**Enunciado:** Segundo o texto sobre o canibalismo dos caetés, onde naufragou o navio de Dom Pero Fernandes Sardinha?

Damião Ramos Cavalcanti

Enquanto poeta morrer, a poesia haverá de viver

Textos


Sobre matar e comer humanos
    

 
     Quando meninos, a aula impactante da História do Brasil discorria sobre o ritual de canibalismo dos índios caetés que comeram o “primeiro bispo do Brasil, Dom Pero Fernandes Sardinha, cujo navio, de regresso a Portugal, naufragou nas costas da foz do rio Coruripe, em Alagoas”. O fato de terem comido um bispo, eminente mandatário da Igreja no Brasil, deixava-nos perplexos, ouvindo o relato desse ato desrespeitoso, então considerado pelos colonizadores como de “indígenas inimigos da civilização”. Por outro lado, pensavam esses “incivilizados” antropófagos que, ingerindo o prelado, assimilariam suas boas qualidades. O curioso é que os livros didáticos, ao tratar dos mártires da pátria, oficialmente esquartejados e tendo cabeças e membros pendurados nas esquinas da cidade, não causavam tanto impacto.

**Listagem bruta:**
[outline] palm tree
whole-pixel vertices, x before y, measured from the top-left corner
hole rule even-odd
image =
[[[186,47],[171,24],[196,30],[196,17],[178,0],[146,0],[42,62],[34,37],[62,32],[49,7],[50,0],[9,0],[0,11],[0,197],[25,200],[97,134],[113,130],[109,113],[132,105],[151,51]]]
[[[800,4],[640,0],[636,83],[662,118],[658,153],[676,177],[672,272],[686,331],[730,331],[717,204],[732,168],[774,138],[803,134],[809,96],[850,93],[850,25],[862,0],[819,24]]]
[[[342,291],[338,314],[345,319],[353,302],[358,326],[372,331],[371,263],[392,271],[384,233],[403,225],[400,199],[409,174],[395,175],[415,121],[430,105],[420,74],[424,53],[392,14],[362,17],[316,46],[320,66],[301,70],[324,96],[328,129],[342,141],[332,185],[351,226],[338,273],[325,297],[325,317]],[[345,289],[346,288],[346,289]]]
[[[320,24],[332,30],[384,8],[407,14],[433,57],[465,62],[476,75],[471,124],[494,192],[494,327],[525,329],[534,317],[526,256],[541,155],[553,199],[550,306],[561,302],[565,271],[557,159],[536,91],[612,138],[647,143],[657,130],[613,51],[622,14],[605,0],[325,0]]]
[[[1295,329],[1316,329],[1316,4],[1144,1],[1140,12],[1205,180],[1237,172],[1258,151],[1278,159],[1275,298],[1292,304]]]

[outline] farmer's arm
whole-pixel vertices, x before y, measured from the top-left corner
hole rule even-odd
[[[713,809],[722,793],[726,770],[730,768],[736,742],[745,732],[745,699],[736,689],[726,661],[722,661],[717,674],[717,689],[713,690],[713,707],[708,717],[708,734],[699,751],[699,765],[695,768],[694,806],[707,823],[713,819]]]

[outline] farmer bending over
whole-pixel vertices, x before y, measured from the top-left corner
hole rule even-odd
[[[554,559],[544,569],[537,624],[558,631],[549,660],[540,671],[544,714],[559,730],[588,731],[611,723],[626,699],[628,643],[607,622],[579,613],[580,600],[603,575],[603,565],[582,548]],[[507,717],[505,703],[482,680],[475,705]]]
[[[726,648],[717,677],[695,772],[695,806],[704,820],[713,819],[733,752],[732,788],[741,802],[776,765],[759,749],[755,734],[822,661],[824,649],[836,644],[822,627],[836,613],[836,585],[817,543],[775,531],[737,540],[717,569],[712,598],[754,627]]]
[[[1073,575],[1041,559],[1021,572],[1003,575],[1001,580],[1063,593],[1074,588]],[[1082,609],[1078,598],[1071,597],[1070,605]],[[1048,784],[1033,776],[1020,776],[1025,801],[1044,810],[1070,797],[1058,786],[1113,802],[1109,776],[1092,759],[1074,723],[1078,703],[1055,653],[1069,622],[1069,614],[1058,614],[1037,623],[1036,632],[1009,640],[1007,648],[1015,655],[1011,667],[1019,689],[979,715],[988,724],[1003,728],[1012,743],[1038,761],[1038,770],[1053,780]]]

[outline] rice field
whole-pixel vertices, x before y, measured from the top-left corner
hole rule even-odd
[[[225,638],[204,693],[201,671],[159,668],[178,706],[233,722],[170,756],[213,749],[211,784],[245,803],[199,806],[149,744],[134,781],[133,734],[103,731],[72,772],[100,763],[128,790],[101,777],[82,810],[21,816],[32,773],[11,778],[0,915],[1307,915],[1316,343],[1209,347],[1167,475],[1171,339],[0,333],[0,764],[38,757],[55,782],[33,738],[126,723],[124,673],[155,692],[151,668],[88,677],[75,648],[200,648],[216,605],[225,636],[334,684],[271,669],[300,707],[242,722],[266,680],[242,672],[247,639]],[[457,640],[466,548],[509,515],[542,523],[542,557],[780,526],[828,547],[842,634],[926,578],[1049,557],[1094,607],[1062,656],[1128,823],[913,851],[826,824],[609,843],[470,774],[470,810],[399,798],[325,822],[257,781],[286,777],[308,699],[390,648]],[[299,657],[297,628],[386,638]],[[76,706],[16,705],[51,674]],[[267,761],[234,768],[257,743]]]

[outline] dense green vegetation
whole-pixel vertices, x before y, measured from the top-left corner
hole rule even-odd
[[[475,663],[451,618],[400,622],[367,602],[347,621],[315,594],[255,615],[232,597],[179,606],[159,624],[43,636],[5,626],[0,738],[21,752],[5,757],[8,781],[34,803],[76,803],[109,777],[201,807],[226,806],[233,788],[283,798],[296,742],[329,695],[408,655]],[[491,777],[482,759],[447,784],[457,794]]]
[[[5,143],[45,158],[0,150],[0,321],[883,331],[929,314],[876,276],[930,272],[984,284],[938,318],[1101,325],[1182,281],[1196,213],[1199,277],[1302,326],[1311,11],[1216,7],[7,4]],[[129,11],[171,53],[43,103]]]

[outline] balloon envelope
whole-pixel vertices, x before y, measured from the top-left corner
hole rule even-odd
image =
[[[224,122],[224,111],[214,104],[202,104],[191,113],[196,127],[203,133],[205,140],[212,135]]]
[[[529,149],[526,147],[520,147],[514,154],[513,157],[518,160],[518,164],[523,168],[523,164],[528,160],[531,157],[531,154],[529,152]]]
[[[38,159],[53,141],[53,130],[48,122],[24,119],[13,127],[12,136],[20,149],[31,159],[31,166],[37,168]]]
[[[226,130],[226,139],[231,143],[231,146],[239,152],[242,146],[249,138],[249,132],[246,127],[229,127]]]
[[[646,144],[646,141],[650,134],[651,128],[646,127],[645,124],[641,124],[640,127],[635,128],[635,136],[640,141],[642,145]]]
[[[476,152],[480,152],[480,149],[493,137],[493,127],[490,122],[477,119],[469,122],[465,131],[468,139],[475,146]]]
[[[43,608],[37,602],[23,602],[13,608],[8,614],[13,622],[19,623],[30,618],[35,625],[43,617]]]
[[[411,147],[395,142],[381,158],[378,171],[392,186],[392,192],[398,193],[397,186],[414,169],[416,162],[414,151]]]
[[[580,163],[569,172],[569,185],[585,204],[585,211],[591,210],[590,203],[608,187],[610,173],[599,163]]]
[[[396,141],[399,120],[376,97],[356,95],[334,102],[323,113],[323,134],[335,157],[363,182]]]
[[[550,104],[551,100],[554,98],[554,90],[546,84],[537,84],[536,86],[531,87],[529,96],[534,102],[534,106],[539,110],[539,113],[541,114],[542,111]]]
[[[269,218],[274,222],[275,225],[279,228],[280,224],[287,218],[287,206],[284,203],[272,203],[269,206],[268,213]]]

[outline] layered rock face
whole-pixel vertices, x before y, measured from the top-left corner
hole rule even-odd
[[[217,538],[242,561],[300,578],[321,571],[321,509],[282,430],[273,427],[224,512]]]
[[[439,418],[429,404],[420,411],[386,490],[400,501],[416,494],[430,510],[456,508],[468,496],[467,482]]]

**Resolução:** Nas costas da foz do rio Coruripe, em Alagoas.